*** Opening Document segment ***

The ABC of food science in the UK
The production and distribution of food, including agriculture, fisheries and related services, is the largest and most important economic activity in the world.
The health and welfare of people everywhere depends on good agricultural yields and on the reliable storage, successful processing and safe handling of all types of food.
All of these activities, and many others, create a demand for well qualified and experienced specialists who can play their parts in the complex and increasingly sophisticated food supply system.
What Qualifications do I need to study Food Science & Technology?
Food Science & Technology are science based, so a good grounding in science subjects is the best preparation.
GCSEs, A’ levels, GNVQs or NVQ’s can all provide an appropriate starting point, while in some instances mature students can make good with relevant experience some of the shortfall in their qualifications.
In these days of multi-national companies and world wide trading, an additional language can be a useful bonus.
The Institute of Food Science & Technology
The Institute of Food Science & Technology (IFST) is the U.K's independent professional qualifying body for food scientists and technologists.
Most courses in food science and technology have a minimum requirement for two A levels (or equivalent AS levels) in science subjects chosen from chemistry, physics, biological science and mathematics.
Home economics is also accepted for some courses as well as computer science, economics, geology and zoology.
This involves some of the oldest food production techniques known to man. Fermented products like salami, yoghurt, cheese, olives and many other intriguing ethnic foods all owe their unique properties to biotechnology.
Biotechnologists need a sound knowledge of biochemistry, microbiology and process engineering and use their expertise in areas as diverse as brewing, antibiotic production, flavour synthesis and waste management systems.
You can study for BTEC in science (food science and food technology) at National and Higher National levels (Certificates & Diplomas) at schools and colleges all over the UK .
ABTEC National qualification is recognised by colleges and universities to be equivalent to A levels.
The Civil Service in the U.K provides major career opportunities for food scientists and technologists. Both the Ministry of Agriculture Fisheries and Food (MAFF) and the Department of Health relies on experts in the food industry, food research and academic establishments to assist them in drawing up appropriate food legislation.
MAFF also has divisions which monitor the food we eat for pollutants of all kinds, pesticides, metals and concern themselves with the safe development of novel foods, genetically modified foods and the irradiation of foods.
The need for everyone to eat means that the food industry is one of the largest in the world. Economic aspects of the food industry are covered in a number of courses in food science and technology and can be useful in preparing students for careers in management and marketing within the industry.
A Food Scientist examines the chemistry and biology of foods from raw material through processing to the final product.
A Food Technologist uses food sciences and other technological know-how to turn raw materials into finished products for the consumer often with the aid of sophisticated equipment.
The relationship between meat quality and animal breed, the thickness of egg shells produced by different types of he, the effect of genotype on barley for malting, and modification of DNA in brewer’s yeasts show the ways in which scientists and technologists are employing genetic principles to continually improve our food supplies.

*** Closing Document segment ***
*** Opening Given information ***

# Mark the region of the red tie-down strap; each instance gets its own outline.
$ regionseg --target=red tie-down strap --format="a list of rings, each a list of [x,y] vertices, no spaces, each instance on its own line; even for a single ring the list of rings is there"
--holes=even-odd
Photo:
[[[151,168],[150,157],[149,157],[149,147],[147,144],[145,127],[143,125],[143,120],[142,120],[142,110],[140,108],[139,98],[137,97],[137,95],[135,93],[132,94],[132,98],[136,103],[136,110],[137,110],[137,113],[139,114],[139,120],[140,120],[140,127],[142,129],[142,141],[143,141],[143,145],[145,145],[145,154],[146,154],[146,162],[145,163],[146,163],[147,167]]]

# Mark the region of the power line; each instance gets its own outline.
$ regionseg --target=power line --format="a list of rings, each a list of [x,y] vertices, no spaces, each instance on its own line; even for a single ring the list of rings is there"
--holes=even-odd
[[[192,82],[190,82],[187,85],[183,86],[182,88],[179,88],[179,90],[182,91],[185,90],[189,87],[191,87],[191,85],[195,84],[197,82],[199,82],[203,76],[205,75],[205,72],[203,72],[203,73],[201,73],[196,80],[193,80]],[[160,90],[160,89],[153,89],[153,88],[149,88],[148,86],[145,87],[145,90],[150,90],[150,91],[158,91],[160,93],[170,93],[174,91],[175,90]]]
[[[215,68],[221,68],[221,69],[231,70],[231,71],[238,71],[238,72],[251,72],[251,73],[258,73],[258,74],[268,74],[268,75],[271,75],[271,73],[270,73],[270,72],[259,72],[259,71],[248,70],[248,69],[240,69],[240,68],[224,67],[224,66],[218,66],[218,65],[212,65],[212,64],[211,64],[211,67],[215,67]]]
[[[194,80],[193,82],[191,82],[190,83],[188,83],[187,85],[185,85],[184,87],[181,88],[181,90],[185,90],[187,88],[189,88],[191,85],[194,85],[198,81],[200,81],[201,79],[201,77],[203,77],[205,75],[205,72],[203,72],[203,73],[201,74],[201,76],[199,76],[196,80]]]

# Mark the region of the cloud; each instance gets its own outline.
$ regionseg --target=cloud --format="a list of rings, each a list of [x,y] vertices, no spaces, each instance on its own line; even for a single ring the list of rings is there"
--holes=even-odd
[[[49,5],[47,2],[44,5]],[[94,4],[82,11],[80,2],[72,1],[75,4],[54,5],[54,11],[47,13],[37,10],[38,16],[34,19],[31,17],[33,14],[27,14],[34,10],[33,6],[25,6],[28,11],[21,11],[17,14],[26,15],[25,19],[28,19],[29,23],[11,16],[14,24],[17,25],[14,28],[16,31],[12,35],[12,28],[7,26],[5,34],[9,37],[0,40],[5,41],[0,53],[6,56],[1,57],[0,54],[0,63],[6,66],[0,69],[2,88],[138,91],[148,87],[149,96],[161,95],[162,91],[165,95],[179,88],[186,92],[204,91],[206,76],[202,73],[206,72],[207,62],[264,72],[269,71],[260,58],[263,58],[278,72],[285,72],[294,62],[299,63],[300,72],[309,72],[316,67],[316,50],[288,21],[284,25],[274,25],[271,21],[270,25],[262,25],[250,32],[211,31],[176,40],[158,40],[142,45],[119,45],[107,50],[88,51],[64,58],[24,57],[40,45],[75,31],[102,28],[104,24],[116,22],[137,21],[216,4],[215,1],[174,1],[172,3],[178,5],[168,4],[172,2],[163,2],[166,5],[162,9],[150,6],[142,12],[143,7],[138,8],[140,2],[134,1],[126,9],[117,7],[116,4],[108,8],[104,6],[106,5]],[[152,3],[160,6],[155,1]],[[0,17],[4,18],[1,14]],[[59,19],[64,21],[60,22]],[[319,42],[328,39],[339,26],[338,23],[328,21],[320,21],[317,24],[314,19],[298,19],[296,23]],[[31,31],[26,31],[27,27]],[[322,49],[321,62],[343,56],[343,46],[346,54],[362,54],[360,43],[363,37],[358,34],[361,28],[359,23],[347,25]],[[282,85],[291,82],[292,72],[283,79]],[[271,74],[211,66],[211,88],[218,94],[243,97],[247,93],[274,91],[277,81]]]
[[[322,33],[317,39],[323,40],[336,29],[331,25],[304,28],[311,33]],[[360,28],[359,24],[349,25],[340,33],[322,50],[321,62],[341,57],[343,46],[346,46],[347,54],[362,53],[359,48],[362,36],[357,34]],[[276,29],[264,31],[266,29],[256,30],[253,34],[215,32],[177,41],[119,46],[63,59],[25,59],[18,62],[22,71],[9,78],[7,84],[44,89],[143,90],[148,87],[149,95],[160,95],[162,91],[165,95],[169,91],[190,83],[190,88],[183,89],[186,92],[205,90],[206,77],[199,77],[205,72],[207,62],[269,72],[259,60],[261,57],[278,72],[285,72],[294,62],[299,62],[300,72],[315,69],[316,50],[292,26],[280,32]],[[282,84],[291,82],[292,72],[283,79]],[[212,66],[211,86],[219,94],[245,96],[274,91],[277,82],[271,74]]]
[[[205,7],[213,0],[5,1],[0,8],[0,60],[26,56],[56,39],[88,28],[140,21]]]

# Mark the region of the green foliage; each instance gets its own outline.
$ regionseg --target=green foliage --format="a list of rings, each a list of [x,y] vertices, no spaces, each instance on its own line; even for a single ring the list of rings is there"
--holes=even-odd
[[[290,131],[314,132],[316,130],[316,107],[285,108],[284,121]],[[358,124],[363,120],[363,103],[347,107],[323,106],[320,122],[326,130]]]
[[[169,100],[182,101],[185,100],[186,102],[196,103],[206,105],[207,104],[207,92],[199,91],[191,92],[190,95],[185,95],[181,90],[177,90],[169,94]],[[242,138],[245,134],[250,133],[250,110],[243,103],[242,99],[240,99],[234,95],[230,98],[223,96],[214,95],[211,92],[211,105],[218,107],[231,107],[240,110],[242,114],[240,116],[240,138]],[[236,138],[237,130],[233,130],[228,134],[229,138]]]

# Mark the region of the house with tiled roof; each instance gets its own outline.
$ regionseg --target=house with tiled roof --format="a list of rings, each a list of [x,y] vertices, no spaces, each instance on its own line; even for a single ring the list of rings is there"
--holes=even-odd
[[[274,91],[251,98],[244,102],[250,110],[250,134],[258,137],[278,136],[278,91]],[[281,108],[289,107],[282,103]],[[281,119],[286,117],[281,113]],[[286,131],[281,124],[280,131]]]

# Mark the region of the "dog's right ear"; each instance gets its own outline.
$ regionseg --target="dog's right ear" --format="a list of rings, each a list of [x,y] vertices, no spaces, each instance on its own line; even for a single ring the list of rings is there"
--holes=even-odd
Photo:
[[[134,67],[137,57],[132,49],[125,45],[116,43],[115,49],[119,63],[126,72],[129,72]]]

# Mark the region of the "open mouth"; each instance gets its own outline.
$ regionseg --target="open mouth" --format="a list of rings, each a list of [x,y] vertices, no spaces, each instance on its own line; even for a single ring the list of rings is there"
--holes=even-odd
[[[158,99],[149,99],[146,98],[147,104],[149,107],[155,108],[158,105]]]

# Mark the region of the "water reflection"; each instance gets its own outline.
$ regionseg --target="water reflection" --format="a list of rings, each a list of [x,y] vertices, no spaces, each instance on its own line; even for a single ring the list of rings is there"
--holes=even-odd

*** Closing Given information ***

> Exercise directions
Answer these questions using the text on food science in the UK, one answer per line, numbered to match.
1. What kind of body is the Institute of Food Science & Technology?
2. Most food science and technology courses require two A levels in science subjects chosen from which subjects?
3. What do MAFF divisions monitor the food we eat for?

> Written solution
1. The U.K.'s independent professional qualifying body for food scientists and technologists.
2. Chemistry, physics, biological science and mathematics.
3. Pollutants of all kinds, pesticides and metals.